> **Exercise directions**: Every line of the listing must be reproduced as it stands. Leave the images behind.

(Photo object pointing records)
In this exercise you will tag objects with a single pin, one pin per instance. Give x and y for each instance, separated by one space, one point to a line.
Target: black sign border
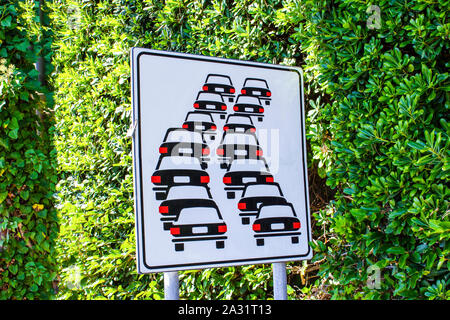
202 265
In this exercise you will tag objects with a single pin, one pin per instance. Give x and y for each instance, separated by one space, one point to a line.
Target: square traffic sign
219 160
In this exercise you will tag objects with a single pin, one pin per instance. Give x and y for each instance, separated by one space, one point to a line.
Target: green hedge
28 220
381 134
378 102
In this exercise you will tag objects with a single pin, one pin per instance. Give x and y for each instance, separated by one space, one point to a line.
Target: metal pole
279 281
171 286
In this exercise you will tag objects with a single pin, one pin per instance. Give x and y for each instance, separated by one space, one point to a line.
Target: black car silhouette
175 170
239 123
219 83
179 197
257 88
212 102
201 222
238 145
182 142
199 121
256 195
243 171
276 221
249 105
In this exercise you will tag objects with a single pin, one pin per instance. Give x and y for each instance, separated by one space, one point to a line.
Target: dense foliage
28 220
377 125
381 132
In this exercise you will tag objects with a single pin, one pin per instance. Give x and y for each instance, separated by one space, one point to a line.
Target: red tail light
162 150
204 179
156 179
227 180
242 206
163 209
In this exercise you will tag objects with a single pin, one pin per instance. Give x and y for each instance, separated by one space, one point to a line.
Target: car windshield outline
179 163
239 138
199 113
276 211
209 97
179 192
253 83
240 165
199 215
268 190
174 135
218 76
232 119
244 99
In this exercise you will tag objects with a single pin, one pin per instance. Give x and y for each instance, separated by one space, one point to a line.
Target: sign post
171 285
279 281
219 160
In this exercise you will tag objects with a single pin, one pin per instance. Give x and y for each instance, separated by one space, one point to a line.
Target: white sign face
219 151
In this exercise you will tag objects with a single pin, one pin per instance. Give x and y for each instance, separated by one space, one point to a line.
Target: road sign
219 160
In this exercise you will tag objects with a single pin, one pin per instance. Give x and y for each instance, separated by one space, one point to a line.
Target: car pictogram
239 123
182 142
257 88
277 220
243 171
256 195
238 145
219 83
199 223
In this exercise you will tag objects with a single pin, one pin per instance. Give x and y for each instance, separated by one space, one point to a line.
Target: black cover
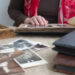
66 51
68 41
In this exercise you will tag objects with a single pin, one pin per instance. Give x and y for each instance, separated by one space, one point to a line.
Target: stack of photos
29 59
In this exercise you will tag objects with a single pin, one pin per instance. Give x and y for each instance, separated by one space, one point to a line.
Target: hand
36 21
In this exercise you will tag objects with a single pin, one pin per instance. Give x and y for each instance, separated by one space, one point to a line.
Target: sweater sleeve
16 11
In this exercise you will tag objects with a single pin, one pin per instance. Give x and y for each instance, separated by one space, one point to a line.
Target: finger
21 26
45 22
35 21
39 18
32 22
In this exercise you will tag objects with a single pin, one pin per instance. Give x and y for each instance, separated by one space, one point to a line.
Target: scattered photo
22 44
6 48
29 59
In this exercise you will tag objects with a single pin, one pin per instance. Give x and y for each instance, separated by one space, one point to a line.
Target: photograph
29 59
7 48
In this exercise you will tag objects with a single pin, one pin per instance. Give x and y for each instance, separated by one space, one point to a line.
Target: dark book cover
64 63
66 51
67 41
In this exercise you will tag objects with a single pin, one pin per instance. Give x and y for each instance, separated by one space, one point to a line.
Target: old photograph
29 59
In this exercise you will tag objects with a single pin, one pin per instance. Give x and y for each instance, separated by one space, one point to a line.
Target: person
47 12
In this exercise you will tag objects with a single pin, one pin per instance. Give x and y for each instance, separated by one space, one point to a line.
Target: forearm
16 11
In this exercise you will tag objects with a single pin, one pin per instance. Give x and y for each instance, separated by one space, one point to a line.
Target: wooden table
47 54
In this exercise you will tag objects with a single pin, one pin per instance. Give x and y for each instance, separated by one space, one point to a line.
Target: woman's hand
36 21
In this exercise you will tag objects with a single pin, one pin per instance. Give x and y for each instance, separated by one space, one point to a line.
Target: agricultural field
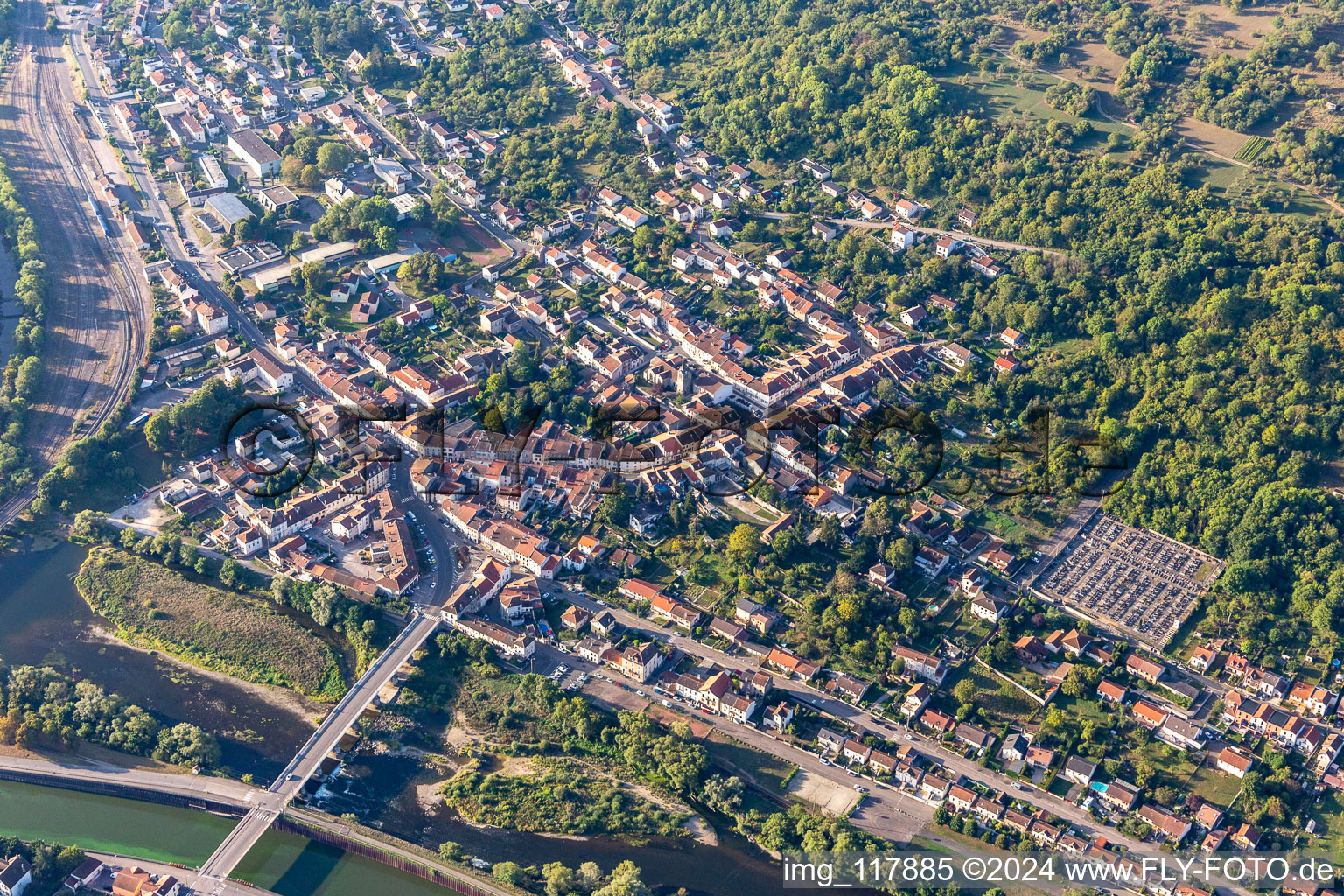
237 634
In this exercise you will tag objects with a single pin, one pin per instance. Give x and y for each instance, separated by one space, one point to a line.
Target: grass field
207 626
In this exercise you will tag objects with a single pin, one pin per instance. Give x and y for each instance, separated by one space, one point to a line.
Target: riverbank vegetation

> **Answer**:
In this exercise you will tag objects with a single pin, one pin per instance. Give x and y for each instance, separated by one space, one point to a line.
Target: black sign border
202 265
In this exercise you will tag objects with a single pin, one pin per instance. Give x and y for each instance, separated by one space, one point to a line.
Target: square traffic sign
219 160
In this exercise you will tag objects with a single pin, one pin per instance. Give x and y for each instance, separated by one space, one point to a line.
Target: green hedge
28 220
381 134
378 102
In this exercise you will tag objects with a single pin, one pin per instance. Give x and y for each instance, separated by one space, one point to a line.
Target: metal pole
279 281
171 286
In this exercise you will tag objects with a single pin, one pin per instance. Give x and y for each instance, separated by one space, one point to a line.
Target: black car silhouette
175 170
239 123
219 83
179 197
257 88
212 102
201 222
238 145
182 142
199 121
256 195
243 171
276 221
249 105
In this exercise you will tag objects with a single pin, one pin per instance. Give x and y for each instance, separated by one space, one point to a line.
Target: dense foliage
28 220
377 125
381 132
In this exercise you will tag objects with a single pin, one pin per instance. Give x and y for each instance, separated by one space, one point to a line.
Target: red tail light
162 150
204 179
156 179
227 180
242 206
163 209
In this exercise you will tag objects with a single pin, one pin per instance. Give x and y for each instance, separated by one space, one point to a line.
Target: car windshield outline
179 163
239 138
199 113
276 211
209 97
179 192
253 83
240 165
199 215
268 190
174 135
218 76
232 119
244 99
In this exercise you will tag objects with a single pin, one pin per instance. Give x and y for each instance, separated by one space, one point to a line.
Target: sign post
171 285
279 281
219 160
In this exercise you will tag objects with a single pin, one pin per instance. Give x and y for each instance, separated by one space, one point to a line.
Target: white sign face
219 151
In this exercise you will tag objects with a single pin, one pin per instance. Give x and y for each instance, separated by one space, one point to a line.
Target: road sign
219 160
In this exercise you will tag objects with a single pin, one pin per instance. Give x and y for each instance, separated by one space, one point to a line.
Target: car pictogram
239 123
182 142
257 88
277 220
243 171
256 195
238 145
219 83
199 223
In this exercise you will tag objects with a single pin, one pin per instance. Give x and y for each instance, separated by one space, one point to a line.
Target: black cover
66 51
68 41
In this exercise you will tag objects with a single pin, one pin per instance. Give x and y for each instance, separated by one space, one point to a line.
Target: stack of photos
29 59
In this exercise you will tag objects with a single pin, one pin per instance. Give x and y for each instance, separated by one space, one point to a line.
Target: hand
36 21
In this exercise you will tag objects with a single pin, one pin per instance. Give x and y for each instance, separated by one space, one point to a line.
Target: sweater sleeve
16 11
In this exercise you will tag objects with a single pin, one pin per instance. Give x and y for each instance, separated by one space, one point to a line.
Target: finger
21 26
45 22
35 21
39 18
32 22
In this exercise you will tag objects with a single pin, one pin per instance. Give x and y for each instance, separated by one space, one point to a line.
Target: scattered photo
22 44
6 48
29 59
In this exercise you will tag objects with a single pin, one pin per instance. Give x and y for each instance, separated by one space, one point to a line.
Target: photograph
29 59
7 48
In this exercise you will tag objects with a single pin, one pin per instance. Give x and y for each instance, separated by one space, one point to a line.
Target: dark book cover
64 63
66 51
67 41
In this exercise you will tag objects with a single pin, one pin per instance. Give x and y for each instance, separated by one space, one point to a line.
Target: old photograph
29 59
In this exercise you will tag objects with a single pin, one pin per instance. Give x and y for each instance, separated by one space, one point to a line.
Target: person
47 12
In this exercise you will tag objects with a single pin, one pin per instance. Give x and y for each instance, separated by one space, one point to a line.
Target: forearm
16 11
In this exercise you will tag objects with a single pin, one pin per instance. Give x and y for each instance, separated by one space, one point to a line.
Target: wooden table
47 54
In this exercise you will tag objects with a single pin, one pin per instance. Give x and y for each instance, separated by one space, one point to a line.
Target: woman's hand
36 21
In this exercise you will tag objects with a single pin, one pin per instance. Give x and y for each instance, separated by one space, one point to a line.
Target: agricultural field
237 634
In this exercise you will tag objects with a single pin, one pin per instance. Give x and y for each instance, separated by one space, one point to a line.
Target: grass field
207 626
In this exercise you will tag objects with a single pin, one pin per instance. Give x and y for each instance, separated by one space, one point to a line.
Target: riverbank vegetation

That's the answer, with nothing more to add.